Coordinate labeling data
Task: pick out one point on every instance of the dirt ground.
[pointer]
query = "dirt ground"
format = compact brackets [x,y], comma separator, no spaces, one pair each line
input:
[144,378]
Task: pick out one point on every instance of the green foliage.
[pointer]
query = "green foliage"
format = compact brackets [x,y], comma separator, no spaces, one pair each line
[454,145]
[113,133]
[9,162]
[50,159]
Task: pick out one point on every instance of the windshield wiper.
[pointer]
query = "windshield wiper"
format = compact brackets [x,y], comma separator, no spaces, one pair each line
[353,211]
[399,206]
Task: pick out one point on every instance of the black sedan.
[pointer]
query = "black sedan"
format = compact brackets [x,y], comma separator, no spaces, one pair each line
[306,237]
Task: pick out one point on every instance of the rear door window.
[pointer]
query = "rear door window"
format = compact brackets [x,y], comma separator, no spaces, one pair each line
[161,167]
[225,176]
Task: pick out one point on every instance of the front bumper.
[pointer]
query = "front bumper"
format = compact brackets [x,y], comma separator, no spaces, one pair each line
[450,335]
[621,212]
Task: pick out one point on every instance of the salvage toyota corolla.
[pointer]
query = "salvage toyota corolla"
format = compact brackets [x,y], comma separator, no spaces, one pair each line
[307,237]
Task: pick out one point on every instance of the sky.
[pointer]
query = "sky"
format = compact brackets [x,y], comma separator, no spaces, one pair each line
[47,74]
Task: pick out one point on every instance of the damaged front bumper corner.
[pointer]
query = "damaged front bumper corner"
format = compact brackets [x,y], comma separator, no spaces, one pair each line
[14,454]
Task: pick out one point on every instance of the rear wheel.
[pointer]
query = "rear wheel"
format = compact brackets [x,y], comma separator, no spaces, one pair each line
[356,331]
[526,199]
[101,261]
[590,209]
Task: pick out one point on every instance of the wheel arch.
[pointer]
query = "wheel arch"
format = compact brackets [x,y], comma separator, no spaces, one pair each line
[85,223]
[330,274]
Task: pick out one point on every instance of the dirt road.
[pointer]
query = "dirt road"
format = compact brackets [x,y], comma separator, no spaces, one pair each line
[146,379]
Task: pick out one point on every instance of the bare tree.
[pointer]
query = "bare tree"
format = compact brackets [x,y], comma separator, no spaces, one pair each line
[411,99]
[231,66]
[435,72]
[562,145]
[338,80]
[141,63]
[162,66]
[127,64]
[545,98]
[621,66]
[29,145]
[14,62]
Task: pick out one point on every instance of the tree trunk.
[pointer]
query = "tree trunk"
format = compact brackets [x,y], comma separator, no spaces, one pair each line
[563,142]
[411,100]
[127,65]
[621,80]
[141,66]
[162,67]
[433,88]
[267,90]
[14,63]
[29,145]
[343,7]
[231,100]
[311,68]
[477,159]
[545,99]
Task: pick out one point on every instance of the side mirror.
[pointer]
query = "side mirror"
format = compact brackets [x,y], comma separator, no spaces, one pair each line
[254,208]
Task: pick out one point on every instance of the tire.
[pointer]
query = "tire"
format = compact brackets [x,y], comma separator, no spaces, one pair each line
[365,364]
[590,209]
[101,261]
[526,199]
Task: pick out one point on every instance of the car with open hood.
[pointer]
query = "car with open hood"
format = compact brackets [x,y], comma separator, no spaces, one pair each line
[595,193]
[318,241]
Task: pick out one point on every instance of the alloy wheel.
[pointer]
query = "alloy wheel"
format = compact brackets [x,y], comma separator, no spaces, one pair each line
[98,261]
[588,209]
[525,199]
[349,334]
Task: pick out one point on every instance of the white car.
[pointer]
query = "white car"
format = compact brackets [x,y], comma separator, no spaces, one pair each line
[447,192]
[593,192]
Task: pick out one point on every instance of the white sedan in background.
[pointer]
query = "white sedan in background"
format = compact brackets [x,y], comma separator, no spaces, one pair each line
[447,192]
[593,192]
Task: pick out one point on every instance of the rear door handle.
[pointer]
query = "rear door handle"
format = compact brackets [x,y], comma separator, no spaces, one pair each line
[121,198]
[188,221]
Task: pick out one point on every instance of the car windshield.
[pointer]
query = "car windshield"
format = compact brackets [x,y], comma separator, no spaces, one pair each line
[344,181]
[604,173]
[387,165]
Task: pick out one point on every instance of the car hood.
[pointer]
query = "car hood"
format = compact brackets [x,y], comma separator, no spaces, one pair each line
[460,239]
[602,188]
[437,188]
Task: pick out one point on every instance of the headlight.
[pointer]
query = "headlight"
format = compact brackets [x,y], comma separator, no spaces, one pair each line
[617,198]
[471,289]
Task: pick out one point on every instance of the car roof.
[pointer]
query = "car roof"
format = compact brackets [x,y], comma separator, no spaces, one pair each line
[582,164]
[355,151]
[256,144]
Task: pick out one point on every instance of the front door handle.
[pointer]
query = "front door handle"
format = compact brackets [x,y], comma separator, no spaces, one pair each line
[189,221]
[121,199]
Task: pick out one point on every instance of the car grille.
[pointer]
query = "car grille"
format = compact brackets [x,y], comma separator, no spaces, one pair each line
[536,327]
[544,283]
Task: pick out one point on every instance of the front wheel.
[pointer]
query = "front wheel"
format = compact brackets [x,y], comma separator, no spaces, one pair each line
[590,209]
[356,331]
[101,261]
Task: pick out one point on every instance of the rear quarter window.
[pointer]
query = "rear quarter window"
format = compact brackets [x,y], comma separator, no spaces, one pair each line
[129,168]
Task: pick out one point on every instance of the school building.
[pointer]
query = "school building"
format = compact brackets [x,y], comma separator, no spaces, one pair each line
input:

- Exercise details
Every record above should be output exactly.

- Answer to this task
Task: pick out one point on every instance of the dirt ground.
[pointer]
query = "dirt ground"
format = compact brackets [x,y], comma separator, no spaces, one pair each line
input:
[144,378]
Task: pick out one point on every instance of the green foliage.
[pointer]
query = "green foliage"
format = compact brackets [x,y], comma separator, no spaces, one pair each line
[454,145]
[113,133]
[9,162]
[50,159]
Task: pick out one point on every instance of the windshield wiper.
[pointer]
query = "windshield wiper"
format = compact brackets [x,y], comma separator, no spaces, one pair each line
[353,211]
[399,206]
Task: pick out one point on every instance of the black sedan.
[pointer]
query = "black sedan"
format = compact brackets [x,y], comma separator, no spaces, one pair each line
[306,237]
Task: pick out one point on every instance of the rear door window.
[pointer]
query = "rear door window"
format = compact brackets [x,y], comma separator, no spaces, one pair each line
[161,167]
[225,176]
Task: pick out one point on every instance of the front bumper.
[pointer]
query = "front bumper"
format = compact brackets [x,y], comma separator, no spaces, one pair each line
[450,335]
[621,212]
Task: pick out one point on every instance of the salvage toyota corolla.
[pointer]
query = "salvage toyota corolla"
format = compact brackets [x,y], comma separator, no spaces, one pair each line
[307,237]
Task: pick out one point on every instance of the sky.
[pointer]
query = "sky"
format = compact brackets [x,y], comma separator, no spaces, one pair each line
[47,74]
Task: pick out one point on every instance of the damaged front bumper corner.
[pointer]
query = "damaged front bumper corner"
format = compact brackets [x,y], comma separator, no spaces, one pair each line
[14,454]
Task: pick out one point on every instance of the rear wheel.
[pointer]
query = "rear wheel"
format = compact brackets [x,y], comma separator, no spaces, one pair each line
[356,331]
[526,199]
[101,261]
[590,209]
Task: pick out one point on every instance of the wheel arch.
[pointer]
query = "wheel arch"
format = compact brackets [x,y], comma separator, no spaces, one pair each line
[85,223]
[330,274]
Task: pick out one point on every instance of the dirt road.
[pointer]
query = "dirt road"
format = compact brackets [x,y], comma separator, no spaces, one pair each line
[146,379]
Task: pick out one point on every instance of the bare tree.
[pointer]
query = "bare tree"
format = compact brackets [x,y], comma separator, no spaces, one pair each line
[411,99]
[231,66]
[435,72]
[562,145]
[338,80]
[141,63]
[162,66]
[127,64]
[545,98]
[621,66]
[29,145]
[14,62]
Task: pick out one point on every instance of the tree trunk.
[pointer]
query = "tree trunk"
format = compact brackets [x,y], comma separator, no spaces, one pair each line
[563,142]
[411,100]
[127,65]
[621,80]
[141,66]
[162,67]
[433,88]
[267,90]
[14,63]
[29,145]
[343,7]
[231,100]
[311,68]
[477,159]
[545,99]
Task: pick out one point on every instance of the side mirror.
[pointer]
query = "side mirror"
format = compact brackets [x,y], comma separator, no spaces, one pair each line
[254,208]
Task: pick out one point on every instance of the tire.
[pointer]
query = "tire"
format = compact brackets [x,y], comma separator, no spaces, one pair each line
[365,364]
[590,209]
[101,261]
[526,199]
Task: pick out one point on every instance of the car with open hood.
[pointer]
query = "car with open hood"
format = compact brackets [x,y], comma separator, no spaces, one pair each line
[595,193]
[318,241]
Task: pick out one point on every instance of the alloy wheel.
[pointer]
query = "alloy wheel"
format = compact brackets [x,y], comma separator, no spaces, one pair each line
[98,261]
[588,209]
[525,199]
[349,334]
Task: pick out one point on every instance of the white car.
[pointer]
query = "white car"
format = compact brackets [x,y], comma separator, no spaces, one pair each line
[447,192]
[593,192]
Task: pick out one point on every instance of the white sedan in background.
[pointer]
query = "white sedan in background"
format = compact brackets [x,y], comma separator, no spaces, one pair each line
[447,192]
[593,192]
Task: pick out one point on every instance of the rear door handle.
[pointer]
query = "rear door handle"
format = compact brackets [x,y], comma separator, no spaces, one pair each line
[121,198]
[188,221]
Task: pick out one point on every instance of the car windshield.
[pointer]
query = "car windshield"
format = compact brackets [x,y], comma separator, no spaces, one pair each line
[344,181]
[604,173]
[387,165]
Task: pick out one point on every instance of the car hood.
[pointer]
query = "car hood"
format = compact brackets [x,y], comma separator, no spaces, one pair each line
[460,239]
[602,188]
[437,188]
Task: pick out one point on every instance of the headlight.
[pointer]
query = "headlight"
format = compact brackets [x,y], comma separator, no spaces, one pair each line
[617,198]
[471,289]
Task: pick out one point on every instance of the car roof.
[pointer]
query = "car roof"
format = compact brackets [x,y], comma separator, no spaces, one pair each line
[582,164]
[355,151]
[256,144]
Task: pick out one point on every instance of the front door handle.
[pointer]
query = "front door handle"
format = compact brackets [x,y], comma separator, no spaces, one pair each line
[189,221]
[121,199]
Task: pick out one point on every instance of the car grille.
[pointer]
query = "car grille"
format = compact brackets [x,y], comma separator, no spaces, one pair each line
[536,327]
[544,283]
Task: pick out one point on every instance of the front wheel.
[pointer]
query = "front wheel"
format = compact brackets [x,y], comma separator, no spaces, one pair each line
[590,209]
[356,331]
[101,261]
Task: pick out one point on every instance of the rear quarter window.
[pointer]
query = "rear quarter window"
format = compact brackets [x,y], comma separator, no spaces, one pair each line
[129,168]
Task: pick out one point on every instance of the school building.
[pointer]
query = "school building"
format = compact brackets [x,y], comma separator, no spaces, one pair each line
input:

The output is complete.